* **Saved data entries**
┄┄┄┄┄┄┄┄┄┄┄┄┄┄┄┄┄┄┄┄
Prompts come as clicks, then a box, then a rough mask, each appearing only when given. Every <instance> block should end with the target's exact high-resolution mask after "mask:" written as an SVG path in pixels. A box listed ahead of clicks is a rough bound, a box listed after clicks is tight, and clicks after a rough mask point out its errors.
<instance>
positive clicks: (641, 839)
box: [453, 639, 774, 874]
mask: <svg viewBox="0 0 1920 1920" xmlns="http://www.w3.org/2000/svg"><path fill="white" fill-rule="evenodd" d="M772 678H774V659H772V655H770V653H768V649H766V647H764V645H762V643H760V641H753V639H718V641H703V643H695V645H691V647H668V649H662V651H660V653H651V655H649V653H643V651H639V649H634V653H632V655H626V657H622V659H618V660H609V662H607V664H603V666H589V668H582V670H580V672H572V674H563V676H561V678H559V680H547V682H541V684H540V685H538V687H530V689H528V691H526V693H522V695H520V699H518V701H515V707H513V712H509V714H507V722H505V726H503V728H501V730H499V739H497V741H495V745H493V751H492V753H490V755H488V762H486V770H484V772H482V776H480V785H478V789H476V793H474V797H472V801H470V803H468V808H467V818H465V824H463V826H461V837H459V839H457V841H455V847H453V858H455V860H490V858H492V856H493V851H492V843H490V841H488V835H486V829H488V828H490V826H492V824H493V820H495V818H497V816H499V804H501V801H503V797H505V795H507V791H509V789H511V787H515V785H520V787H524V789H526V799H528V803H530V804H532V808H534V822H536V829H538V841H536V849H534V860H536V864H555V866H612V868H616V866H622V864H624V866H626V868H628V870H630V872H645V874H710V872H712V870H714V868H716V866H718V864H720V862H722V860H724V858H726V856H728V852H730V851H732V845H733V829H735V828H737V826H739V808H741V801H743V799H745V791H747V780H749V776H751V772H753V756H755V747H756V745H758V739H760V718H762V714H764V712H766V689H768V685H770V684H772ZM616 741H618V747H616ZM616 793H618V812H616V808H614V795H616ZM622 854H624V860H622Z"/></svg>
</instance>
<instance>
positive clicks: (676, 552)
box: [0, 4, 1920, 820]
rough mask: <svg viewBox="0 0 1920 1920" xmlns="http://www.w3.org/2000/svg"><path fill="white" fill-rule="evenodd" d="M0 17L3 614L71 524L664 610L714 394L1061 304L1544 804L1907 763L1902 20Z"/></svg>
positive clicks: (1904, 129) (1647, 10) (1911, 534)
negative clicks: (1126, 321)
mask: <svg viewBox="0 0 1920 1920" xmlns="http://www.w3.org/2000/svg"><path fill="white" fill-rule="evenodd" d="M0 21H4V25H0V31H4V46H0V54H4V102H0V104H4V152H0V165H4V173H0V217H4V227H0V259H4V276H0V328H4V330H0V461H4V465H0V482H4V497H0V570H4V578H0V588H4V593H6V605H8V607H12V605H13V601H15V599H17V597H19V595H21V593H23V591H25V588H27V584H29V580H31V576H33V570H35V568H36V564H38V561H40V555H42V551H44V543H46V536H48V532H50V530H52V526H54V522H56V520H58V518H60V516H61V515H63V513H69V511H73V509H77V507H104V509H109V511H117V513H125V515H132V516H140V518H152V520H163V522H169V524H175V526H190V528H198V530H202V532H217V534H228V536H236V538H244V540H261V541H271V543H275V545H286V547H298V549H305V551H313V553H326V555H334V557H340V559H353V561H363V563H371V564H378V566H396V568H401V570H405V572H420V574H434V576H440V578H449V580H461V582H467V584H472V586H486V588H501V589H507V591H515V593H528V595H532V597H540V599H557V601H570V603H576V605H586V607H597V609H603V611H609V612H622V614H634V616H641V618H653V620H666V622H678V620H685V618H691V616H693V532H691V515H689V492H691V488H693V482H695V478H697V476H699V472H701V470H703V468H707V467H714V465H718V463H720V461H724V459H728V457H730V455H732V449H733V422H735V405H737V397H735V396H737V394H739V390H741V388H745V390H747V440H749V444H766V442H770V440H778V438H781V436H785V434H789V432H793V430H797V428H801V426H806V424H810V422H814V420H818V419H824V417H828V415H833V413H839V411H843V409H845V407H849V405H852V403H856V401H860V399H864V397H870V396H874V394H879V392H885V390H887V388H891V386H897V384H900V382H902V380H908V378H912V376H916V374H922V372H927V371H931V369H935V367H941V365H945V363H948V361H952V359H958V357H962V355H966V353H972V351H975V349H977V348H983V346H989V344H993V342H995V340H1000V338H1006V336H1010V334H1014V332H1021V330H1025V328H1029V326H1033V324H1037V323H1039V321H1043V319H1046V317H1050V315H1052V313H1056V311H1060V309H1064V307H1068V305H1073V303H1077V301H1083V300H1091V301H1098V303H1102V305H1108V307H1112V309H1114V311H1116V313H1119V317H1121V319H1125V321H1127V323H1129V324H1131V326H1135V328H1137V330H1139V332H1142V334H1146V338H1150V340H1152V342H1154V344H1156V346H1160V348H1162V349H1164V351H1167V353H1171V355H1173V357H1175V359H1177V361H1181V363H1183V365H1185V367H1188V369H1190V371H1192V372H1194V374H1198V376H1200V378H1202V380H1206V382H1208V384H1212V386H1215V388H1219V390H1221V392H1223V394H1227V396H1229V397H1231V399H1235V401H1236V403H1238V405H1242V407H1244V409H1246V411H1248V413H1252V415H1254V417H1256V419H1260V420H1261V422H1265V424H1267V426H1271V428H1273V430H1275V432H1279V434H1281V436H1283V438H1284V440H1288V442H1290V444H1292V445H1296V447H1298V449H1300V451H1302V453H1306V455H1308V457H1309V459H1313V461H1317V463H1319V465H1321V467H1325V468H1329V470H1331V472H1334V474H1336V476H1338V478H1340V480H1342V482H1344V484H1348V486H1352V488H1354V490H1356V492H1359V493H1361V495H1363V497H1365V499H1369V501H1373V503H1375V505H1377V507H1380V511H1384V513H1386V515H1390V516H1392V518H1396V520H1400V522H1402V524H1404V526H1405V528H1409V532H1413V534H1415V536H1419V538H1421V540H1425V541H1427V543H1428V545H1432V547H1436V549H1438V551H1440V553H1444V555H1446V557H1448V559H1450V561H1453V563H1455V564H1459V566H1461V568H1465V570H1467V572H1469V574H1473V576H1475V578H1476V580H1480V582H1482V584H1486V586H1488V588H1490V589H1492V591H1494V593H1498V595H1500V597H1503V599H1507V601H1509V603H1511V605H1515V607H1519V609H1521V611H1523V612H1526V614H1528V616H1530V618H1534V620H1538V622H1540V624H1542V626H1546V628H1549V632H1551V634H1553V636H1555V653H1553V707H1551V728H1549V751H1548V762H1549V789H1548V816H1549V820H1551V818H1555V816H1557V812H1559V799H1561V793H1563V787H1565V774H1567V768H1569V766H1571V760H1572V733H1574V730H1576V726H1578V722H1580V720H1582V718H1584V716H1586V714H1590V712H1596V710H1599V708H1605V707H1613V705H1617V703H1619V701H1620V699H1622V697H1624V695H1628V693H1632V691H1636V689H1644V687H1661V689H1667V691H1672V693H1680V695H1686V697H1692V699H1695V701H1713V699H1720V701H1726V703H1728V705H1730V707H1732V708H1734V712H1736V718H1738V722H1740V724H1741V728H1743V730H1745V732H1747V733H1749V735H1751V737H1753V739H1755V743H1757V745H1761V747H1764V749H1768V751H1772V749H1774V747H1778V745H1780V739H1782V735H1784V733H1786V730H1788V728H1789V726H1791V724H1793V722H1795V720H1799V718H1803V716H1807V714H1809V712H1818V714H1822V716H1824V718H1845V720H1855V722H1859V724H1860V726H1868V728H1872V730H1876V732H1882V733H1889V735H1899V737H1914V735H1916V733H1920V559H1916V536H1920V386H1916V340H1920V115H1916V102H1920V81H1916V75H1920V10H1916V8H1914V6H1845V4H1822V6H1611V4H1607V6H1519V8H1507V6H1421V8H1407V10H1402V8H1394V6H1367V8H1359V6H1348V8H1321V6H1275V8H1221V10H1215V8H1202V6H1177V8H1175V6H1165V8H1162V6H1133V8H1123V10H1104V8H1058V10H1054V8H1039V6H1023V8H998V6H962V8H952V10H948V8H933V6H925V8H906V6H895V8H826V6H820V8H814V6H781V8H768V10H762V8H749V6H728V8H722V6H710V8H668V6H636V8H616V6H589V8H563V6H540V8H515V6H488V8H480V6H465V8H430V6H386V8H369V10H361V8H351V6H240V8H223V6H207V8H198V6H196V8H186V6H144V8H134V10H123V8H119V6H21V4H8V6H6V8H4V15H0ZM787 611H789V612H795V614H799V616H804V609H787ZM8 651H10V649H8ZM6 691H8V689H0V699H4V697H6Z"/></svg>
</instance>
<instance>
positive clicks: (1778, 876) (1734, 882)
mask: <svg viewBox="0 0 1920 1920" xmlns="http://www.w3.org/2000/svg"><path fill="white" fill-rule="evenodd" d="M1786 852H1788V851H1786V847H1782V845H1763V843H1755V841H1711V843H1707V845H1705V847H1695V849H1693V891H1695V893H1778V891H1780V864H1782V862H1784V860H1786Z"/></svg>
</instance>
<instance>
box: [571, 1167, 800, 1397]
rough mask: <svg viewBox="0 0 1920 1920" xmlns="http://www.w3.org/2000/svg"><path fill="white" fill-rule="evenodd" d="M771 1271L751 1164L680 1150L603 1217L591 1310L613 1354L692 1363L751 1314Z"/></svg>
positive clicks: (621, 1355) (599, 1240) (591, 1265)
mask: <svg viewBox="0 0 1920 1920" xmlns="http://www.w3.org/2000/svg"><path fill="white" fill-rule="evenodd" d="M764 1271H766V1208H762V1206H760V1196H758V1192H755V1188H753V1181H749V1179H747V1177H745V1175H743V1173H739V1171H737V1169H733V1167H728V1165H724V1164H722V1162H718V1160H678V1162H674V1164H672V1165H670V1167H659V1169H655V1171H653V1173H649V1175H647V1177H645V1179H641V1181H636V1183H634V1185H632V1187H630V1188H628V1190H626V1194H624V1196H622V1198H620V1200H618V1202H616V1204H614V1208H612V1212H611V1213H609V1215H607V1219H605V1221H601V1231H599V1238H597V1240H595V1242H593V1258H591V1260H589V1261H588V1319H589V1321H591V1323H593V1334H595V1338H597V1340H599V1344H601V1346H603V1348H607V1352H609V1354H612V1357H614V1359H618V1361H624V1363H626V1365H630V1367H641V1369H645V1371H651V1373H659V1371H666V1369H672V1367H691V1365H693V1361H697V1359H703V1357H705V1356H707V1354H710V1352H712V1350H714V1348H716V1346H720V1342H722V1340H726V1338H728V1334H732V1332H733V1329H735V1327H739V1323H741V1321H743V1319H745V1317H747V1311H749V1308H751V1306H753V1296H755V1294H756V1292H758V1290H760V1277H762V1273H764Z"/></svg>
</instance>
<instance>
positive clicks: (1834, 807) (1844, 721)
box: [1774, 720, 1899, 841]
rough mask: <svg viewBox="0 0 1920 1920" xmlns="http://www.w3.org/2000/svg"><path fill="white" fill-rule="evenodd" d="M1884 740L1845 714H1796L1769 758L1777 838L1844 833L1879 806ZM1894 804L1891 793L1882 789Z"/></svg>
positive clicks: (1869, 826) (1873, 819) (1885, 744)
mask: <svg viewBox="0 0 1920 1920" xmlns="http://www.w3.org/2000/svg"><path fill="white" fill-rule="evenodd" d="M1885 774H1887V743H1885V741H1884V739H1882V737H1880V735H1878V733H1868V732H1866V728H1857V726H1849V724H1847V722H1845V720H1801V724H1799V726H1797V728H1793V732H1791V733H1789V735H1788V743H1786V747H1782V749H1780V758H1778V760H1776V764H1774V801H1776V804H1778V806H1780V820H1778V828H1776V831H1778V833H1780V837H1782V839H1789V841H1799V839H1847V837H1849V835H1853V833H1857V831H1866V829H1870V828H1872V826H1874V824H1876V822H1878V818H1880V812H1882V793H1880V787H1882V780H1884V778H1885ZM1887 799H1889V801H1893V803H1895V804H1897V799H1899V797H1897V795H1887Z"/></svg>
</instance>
┄┄┄┄┄┄┄┄┄┄┄┄┄┄┄┄┄┄┄┄
* **WORK TO COMPLETE**
Please rewrite the stretch from the line containing "740L1845 714H1796L1769 758L1777" through the end of the records, substituting "coarse mask" for "rough mask" and leaving everything else unchanged.

* **ANSWER TO THIS TASK**
coarse mask: <svg viewBox="0 0 1920 1920" xmlns="http://www.w3.org/2000/svg"><path fill="white" fill-rule="evenodd" d="M1884 740L1845 714H1796L1769 758L1777 838L1844 833L1879 806ZM1894 804L1891 793L1882 789Z"/></svg>
positive clicks: (1869, 826) (1873, 819) (1885, 744)
mask: <svg viewBox="0 0 1920 1920" xmlns="http://www.w3.org/2000/svg"><path fill="white" fill-rule="evenodd" d="M1885 774H1887V743H1885V741H1884V739H1882V737H1880V735H1878V733H1868V732H1866V728H1857V726H1849V724H1847V722H1845V720H1801V724H1799V726H1797V728H1793V732H1791V733H1789V735H1788V743H1786V747H1782V749H1780V758H1778V760H1776V764H1774V801H1776V804H1778V806H1780V820H1778V828H1776V831H1778V833H1780V837H1782V839H1789V841H1799V839H1847V837H1849V835H1853V833H1857V831H1866V829H1870V828H1872V826H1874V824H1876V822H1878V818H1880V812H1882V793H1880V787H1882V780H1884V778H1885ZM1887 799H1889V801H1893V803H1895V804H1897V799H1899V797H1897V795H1887Z"/></svg>
</instance>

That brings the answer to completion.